23rd Inspector General of Police (Sri Lanka)
- In office 1 August 1988 – 29 November 1993
- Preceded by: Cyril Herath
- Succeeded by: Frank de Silva

Personal details
- Born: Ernest Edward Boniface Perera 29 November 1932 Dalugama, Sri Lanka
- Died: 16 August 2013 (aged 80) Colombo, Sri Lanka
- Resting place: General Cemetery (Kanatte)
- Spouse: Enid
- Profession: Police officer

= Ernest Perera =

Ernest Edward Boniface Perera (29 November 1932 – 16 August 2013) was the 23rd Inspector General of the Sri Lanka Police, serving between 1988 and 1993.

Ernest Edward Boniface Perera was born on 29 November 1932 in Dalugama, a suburb of Colombo, the son of John Henry Perera and Agnes. He went to school at St. Benedict's College, Colombo and later Saint Joseph's College, Colombo, graduating with a Bachelor of Economics (BEc Hons) from the University of Peradeniya in 1956.
···
▶ REQUIREMENT 1
Return the passage on Ernest Perera between "Ernest Edward Boniface Perera (29" and "Peradeniya in 1956.", inclusive, copied word for word.
▶ REQUIREMENT 2
Supply the next part of the biography of Ernest Perera, picking up after its final sentence.

▶ DATASET
···
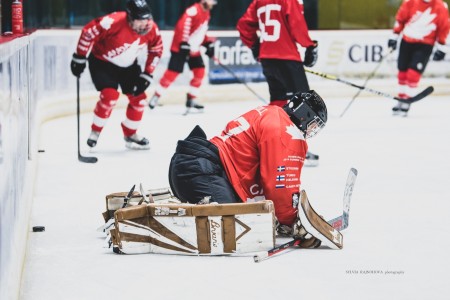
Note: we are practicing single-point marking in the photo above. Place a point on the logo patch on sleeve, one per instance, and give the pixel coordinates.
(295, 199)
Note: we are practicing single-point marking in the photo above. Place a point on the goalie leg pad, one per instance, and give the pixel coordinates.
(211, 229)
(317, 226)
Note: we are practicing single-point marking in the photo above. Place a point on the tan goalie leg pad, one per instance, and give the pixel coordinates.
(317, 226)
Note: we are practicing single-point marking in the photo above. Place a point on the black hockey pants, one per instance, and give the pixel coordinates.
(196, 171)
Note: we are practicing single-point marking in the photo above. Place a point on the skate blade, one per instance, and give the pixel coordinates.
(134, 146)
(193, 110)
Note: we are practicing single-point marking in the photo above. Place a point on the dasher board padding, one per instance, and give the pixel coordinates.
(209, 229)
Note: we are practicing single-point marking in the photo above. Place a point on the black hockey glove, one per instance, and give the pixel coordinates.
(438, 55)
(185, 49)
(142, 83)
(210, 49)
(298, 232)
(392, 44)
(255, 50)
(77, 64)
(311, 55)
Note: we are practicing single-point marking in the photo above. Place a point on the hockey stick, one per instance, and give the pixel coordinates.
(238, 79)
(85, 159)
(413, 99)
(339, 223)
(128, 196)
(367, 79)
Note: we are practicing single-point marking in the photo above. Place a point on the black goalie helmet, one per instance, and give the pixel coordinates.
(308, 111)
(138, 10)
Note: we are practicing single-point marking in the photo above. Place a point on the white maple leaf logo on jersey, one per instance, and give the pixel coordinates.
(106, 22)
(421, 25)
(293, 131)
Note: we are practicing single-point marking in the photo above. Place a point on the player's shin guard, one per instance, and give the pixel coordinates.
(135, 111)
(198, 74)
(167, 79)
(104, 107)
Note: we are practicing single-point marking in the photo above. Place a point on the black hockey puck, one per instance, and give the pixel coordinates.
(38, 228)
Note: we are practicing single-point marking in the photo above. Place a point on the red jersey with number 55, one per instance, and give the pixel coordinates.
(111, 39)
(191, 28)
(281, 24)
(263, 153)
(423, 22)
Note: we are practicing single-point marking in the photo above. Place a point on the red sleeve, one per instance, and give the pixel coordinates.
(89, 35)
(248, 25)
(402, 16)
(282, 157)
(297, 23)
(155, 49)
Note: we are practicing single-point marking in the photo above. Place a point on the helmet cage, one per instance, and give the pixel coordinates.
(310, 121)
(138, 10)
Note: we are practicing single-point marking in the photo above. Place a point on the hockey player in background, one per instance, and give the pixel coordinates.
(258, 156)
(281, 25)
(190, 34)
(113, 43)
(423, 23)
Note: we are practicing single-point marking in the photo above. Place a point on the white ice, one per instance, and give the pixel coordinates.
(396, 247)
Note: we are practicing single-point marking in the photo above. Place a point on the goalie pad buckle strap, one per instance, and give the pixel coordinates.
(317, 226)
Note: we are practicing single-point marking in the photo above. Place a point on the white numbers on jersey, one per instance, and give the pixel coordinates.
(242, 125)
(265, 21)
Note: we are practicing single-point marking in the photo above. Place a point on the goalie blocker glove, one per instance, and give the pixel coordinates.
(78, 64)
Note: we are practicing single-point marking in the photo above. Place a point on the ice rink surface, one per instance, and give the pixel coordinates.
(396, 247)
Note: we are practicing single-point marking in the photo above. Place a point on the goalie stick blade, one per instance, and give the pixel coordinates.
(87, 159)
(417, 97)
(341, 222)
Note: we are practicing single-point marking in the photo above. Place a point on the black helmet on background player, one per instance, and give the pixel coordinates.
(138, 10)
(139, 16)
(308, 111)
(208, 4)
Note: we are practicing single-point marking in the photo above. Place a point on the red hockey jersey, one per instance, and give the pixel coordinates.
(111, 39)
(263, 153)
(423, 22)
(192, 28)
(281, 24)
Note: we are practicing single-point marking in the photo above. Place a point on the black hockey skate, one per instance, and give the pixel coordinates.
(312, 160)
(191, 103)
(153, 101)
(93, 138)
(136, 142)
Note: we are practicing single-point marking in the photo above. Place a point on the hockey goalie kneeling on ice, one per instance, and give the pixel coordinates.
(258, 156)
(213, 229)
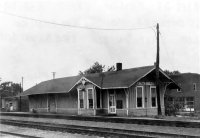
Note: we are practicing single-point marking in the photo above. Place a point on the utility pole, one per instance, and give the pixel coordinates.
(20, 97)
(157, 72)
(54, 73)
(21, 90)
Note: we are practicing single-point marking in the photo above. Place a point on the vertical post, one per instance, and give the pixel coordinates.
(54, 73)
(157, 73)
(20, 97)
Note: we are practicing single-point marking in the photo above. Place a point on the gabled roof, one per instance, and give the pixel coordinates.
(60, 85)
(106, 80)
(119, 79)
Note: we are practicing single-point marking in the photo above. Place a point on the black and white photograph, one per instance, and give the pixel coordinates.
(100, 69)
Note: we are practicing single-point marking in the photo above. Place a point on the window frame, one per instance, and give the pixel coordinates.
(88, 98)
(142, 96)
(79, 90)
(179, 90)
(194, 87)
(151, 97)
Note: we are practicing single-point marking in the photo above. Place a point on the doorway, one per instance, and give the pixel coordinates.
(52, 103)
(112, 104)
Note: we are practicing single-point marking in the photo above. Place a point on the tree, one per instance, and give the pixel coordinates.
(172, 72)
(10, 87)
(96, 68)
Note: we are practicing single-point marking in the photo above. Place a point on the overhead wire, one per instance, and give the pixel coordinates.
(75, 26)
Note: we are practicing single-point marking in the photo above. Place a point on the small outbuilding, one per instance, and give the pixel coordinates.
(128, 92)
···
▶ EXERCISE ANSWER 1
Ernest Edward Boniface Perera (29 November 1932 – 16 August 2013) was the 23rd Inspector General of the Sri Lanka Police, serving between 1988 and 1993.

Ernest Edward Boniface Perera was born on 29 November 1932 in Dalugama, a suburb of Colombo, the son of John Henry Perera and Agnes. He went to school at St. Benedict's College, Colombo and later Saint Joseph's College, Colombo, graduating with a Bachelor of Economics (BEc Hons) from the University of Peradeniya in 1956.

▶ EXERCISE ANSWER 2
Perera then joined the Ceylon Police on 5 January 1957 as a probationary Assistant Superintendent of Police (ASP). His first appointment, following training, was the ASP in charge of the Galle District in 1958. In 1970, he was appointed the Senior Superintendent of Police (SSP) of the Nuwara Eliya division and the following year, was placed in charge of the Matara District. In 1977, he served as Deputy Inspector General of Police (DIG) of Colombo Range before he was appointed Inspector General of the Sri Lanka Police (IGP) on 1 August 1988.

He also served as the chairman of Police Rugby Club during the club's dominance of local rugby in the late 1980s and early 1990s.

In June 1990, during his tenure as IGP, Perera instructed police officers at all police stations in the Eastern Province to surrender to members of the Liberation Tigers of Tamil Eelam (LTTE), at the request of President Ranasinghe Premadasa, which resulted in the subsequent mass murder of over 600 unarmed police by the LTTE. The massacre triggered the start of the second Eelam War.

Perera retired from the police service on 29 November 1993. After his retirement, from 1994 to 1995, he served as Sri Lanka’s High Commissioner in Malaysia.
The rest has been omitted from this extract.